◆ **DATA TO USE**
= Beginning of Section =

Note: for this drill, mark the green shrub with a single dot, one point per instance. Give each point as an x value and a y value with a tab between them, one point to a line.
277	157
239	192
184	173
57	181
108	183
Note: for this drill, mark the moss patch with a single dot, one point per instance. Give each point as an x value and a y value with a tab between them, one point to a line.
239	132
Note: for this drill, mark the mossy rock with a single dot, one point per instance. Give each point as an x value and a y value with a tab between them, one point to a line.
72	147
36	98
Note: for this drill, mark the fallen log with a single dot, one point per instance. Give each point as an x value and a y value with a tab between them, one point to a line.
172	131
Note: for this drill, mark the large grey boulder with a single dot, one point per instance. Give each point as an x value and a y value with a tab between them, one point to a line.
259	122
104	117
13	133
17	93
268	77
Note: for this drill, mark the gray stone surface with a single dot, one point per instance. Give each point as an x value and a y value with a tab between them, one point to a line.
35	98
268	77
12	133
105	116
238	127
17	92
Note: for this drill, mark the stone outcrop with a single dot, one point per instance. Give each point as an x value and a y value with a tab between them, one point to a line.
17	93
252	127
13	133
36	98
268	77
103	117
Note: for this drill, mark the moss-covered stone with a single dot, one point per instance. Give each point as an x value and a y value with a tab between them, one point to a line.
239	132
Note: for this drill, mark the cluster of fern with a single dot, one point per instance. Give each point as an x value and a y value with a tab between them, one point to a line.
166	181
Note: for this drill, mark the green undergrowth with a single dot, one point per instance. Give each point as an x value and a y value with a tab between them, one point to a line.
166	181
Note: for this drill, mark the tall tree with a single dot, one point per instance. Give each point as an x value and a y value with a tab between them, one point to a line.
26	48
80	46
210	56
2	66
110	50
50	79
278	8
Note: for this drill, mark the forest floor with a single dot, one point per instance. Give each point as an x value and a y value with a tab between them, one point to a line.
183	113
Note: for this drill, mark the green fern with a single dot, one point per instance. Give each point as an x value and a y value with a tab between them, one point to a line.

= End of Section =

◆ **ABOUT THIS TASK**
Could you restate all of the lines above without altering a single word?

◆ **EXERCISE RESPONSE**
Note: for this drill, mark the green shrub with a single dot, one point per instance. Give each point as an x value and a y value with a tab between them, one point to a line.
277	157
239	192
184	173
57	181
108	183
Note: for this drill, mark the moss patch with a single dot, one point per instance. Give each point as an x value and a y value with a tab between them, one point to a line.
239	132
Note: for this drill, mark the mossy rock with a single dot, one point per instance. Give each point as an x value and a y value with a tab between them, one point to a line.
72	147
36	98
Note: for this drill, mark the fallen log with a single dot, one point per instance. Give each point as an x value and a y value with a tab between them, one point to a line.
172	131
Note: for this drill, mark the large grey boulder with a single dot, one point per instance. Give each point as an x value and a y value with a tab between them, one point to a line.
259	122
104	117
13	133
17	93
268	77
Note: for this drill, mark the gray stone surface with a single dot, one point per instance. Give each point as an x value and a y value with a tab between them, one point to a line.
35	98
268	77
12	133
105	116
238	127
17	92
Note: for this drill, mark the stone outcrop with a single dot, one point per instance. Give each point as an x value and a y value with a tab between them, one point to a line.
17	93
252	127
13	133
36	98
268	77
103	117
Note: for this drill, mark the moss-covered stone with a single dot, one point per instance. Give each point as an x value and a y value with a tab between them, one point to a line.
239	132
Note: for this drill, mark the cluster of fern with a single dot, one point per instance. Give each point as an x value and a y value with a tab between them, one point to a line.
166	181
Note: for this drill, mark the green undergrowth with a single dot, one point per instance. Give each point as an x value and a y value with a tab between them, one point to a line.
166	181
Note: for this drill, mark the tall tree with a single dot, one point per instance. Give each point as an x value and a y value with a tab between them, one point to a line.
26	48
80	46
210	56
2	66
110	50
50	79
278	8
Note: for this drill, mark the forest floor with a single dot, one point per instance. Give each point as an x value and a y value with a tab between them, one point to a line.
183	113
Note: for this drill, mark the green fern with a single dot, one point per instance. Give each point as an x value and a y value with a tab between them, one point to a line.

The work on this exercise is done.